__What you are asked to do__: The records below are to be reproduced word for word.

----

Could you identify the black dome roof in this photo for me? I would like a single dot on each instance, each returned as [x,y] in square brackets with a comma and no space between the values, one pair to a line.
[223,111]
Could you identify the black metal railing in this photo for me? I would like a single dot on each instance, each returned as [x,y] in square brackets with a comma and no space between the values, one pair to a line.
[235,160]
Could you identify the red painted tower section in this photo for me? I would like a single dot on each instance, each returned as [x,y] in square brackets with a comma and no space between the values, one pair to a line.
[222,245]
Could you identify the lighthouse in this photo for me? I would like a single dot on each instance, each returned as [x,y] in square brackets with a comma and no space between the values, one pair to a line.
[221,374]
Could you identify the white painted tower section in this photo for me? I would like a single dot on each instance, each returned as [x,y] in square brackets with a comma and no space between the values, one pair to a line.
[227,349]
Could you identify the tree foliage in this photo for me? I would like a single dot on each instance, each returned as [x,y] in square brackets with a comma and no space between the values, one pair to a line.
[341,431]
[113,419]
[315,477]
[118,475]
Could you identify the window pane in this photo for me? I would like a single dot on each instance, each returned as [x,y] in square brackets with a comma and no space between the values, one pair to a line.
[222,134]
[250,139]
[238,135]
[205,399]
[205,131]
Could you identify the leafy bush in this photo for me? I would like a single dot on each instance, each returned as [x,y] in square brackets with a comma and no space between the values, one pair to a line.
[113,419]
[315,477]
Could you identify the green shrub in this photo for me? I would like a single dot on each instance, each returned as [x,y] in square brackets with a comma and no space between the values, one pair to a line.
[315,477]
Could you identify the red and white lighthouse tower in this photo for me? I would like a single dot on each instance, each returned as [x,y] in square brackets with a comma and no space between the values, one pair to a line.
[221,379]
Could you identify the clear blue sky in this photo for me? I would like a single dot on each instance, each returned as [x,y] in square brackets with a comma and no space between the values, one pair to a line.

----

__Result for this exercise__:
Could you identify the black dome roof in this photo for me? I would like a single dot on each instance, each returned as [x,y] in square brackets with a comma and no space between the values, one pair to a line.
[223,111]
Could you identify the black metal railing in this photo for me? I would like a single dot on each instance, each returned as [x,y] in square brackets with a comma and no space between the values, one pair to a line.
[235,160]
Could you identify the red painted tower section in this photo for me? I would like a single dot on each instance, each returned as [x,y] in square brackets with a comma and no space between the values, one pair to a line.
[222,245]
Could you identify the lighthouse in this photo for me? I would like a single dot on each instance, each returned as [x,y] in square brackets with a comma and no space between the values, one pair to a line.
[221,374]
Could you identify the white painted tower section in this photo for me? I would like a single dot on each instance, each returned as [x,y] in square brackets with a comma and no space between the values, one pair to a line.
[227,349]
Could you identify the tree foliage in this photo for me? I would like a single dot on each instance, each returned as [x,y] in square brackets with a comma and no space between the values, one pair to a line.
[341,431]
[113,419]
[315,477]
[118,475]
Could you identify the window pane in this photo for me? I would like a single dot on each instance, each returned as [x,y] in square brackets with a comma and no space between the values, one pair to a line.
[222,134]
[250,139]
[238,135]
[205,399]
[205,131]
Could you identify the leafy bush in this photo for me? I would like a single dot on each instance, each returned as [x,y] in square brackets with a comma and no space between the values, one pair to a line.
[113,419]
[315,477]
Could you identify the green shrub in this photo for me? I would like a single dot on each instance, each returned as [x,y] in square brackets with a comma and no space between the values, one pair to a line.
[315,477]
Could you identify the red and white lighthouse tower in this photo for me? I would like a single dot on each instance, each returned as [x,y] in square brackets with a comma and no space between the values, one pair to a line.
[221,379]
Could you identify the clear blue sky in this photo for me? I would like a single dot on each instance, each returned as [x,y] in square brackets with a comma and no space between the values, one pair to a line.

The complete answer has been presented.